Rows from a pointing dataset
+++
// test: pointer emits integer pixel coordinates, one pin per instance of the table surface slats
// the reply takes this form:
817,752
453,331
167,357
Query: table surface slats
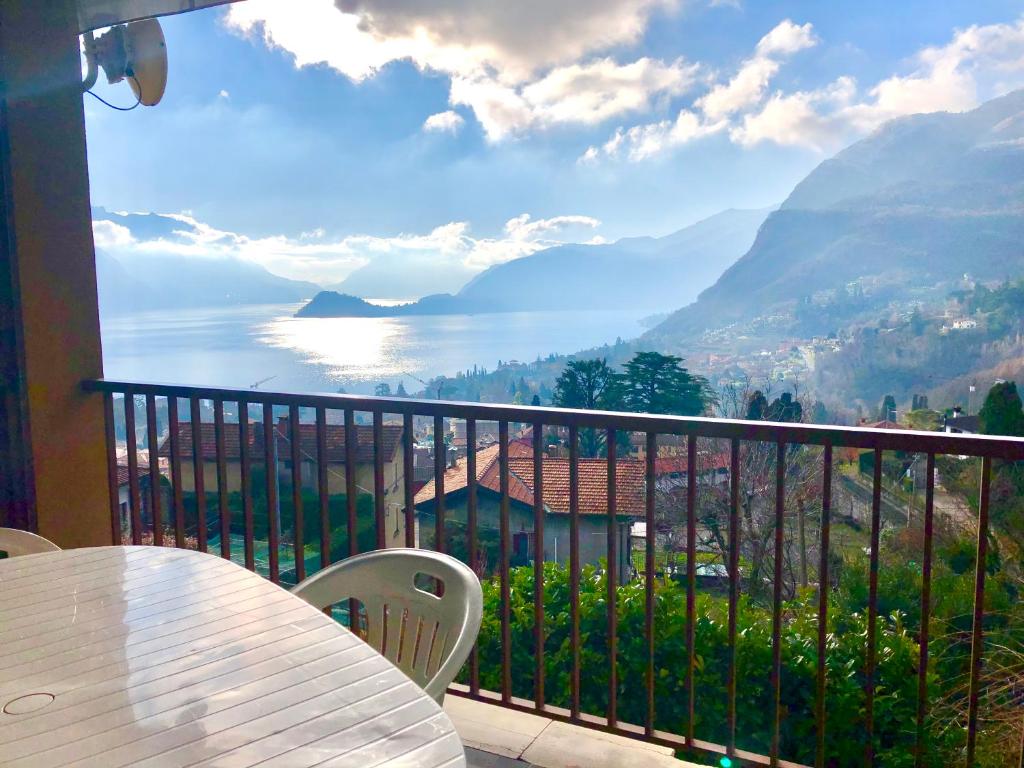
161,657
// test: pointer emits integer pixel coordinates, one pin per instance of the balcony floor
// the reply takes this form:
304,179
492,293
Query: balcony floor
480,759
497,737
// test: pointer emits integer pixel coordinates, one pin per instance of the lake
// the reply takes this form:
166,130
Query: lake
240,346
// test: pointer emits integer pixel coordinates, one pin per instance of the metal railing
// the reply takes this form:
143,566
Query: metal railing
166,512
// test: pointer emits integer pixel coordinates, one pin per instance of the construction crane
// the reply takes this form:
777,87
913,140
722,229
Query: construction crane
257,384
426,384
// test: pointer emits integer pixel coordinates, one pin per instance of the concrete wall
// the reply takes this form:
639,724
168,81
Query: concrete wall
53,448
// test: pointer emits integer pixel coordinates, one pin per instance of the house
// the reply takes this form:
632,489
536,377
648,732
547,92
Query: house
961,423
391,449
144,489
555,488
713,468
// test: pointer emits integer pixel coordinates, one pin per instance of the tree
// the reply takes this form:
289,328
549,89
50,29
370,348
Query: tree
1001,413
590,385
888,410
784,408
757,403
654,383
587,384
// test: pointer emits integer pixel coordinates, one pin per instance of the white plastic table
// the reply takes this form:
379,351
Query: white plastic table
157,656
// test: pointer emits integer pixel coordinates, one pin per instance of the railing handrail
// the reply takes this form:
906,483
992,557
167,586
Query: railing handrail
996,446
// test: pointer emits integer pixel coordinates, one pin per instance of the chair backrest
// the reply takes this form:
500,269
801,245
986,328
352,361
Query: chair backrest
16,543
426,636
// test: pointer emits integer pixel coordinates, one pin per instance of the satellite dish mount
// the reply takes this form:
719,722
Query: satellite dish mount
134,51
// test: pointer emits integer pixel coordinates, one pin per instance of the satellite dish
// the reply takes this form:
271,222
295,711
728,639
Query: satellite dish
146,54
135,51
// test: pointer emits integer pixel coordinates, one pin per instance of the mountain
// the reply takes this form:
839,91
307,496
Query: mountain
922,201
643,272
130,281
404,275
334,304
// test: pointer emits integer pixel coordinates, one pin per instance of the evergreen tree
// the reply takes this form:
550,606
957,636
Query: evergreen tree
1001,413
654,383
784,408
887,412
756,406
590,385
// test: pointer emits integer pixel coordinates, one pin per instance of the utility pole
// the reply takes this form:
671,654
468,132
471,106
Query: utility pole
802,535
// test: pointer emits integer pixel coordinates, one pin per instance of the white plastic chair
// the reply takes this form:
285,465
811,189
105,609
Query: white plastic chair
426,636
16,543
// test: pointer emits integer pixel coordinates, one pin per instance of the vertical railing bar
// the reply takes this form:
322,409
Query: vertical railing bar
691,580
872,609
225,514
323,486
408,470
819,694
539,636
612,582
380,522
153,444
977,638
649,477
503,470
574,569
270,464
351,443
776,615
734,583
440,464
471,537
196,415
351,521
113,486
926,611
174,442
134,498
299,531
245,478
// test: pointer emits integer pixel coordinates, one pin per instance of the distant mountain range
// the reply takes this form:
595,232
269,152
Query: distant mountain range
651,273
922,201
164,281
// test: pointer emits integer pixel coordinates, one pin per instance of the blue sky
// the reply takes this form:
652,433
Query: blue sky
318,138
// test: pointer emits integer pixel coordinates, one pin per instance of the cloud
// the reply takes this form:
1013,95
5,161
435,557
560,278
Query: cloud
443,122
710,113
517,66
978,62
315,257
581,94
109,235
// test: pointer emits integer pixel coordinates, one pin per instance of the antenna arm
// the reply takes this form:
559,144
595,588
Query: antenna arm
90,57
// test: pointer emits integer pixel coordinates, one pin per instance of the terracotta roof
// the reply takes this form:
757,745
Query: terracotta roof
593,480
885,424
307,441
142,470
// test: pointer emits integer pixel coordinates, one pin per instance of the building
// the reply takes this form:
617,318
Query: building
593,501
391,449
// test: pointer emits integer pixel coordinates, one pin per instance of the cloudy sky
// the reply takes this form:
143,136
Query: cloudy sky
317,137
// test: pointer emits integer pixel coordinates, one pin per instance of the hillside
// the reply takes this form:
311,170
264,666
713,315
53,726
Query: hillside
921,202
653,273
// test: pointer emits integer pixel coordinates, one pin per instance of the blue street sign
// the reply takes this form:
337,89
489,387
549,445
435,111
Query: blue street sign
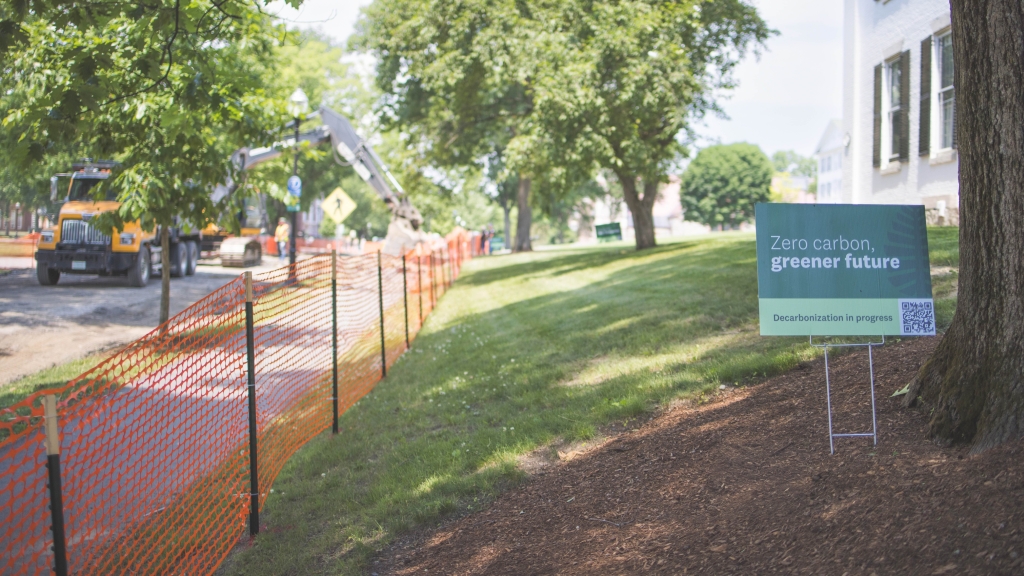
+++
:: Written problem ::
Tally the lines in the entries above that contain the word "white". Reply with the number alone.

:: Output of the task ::
4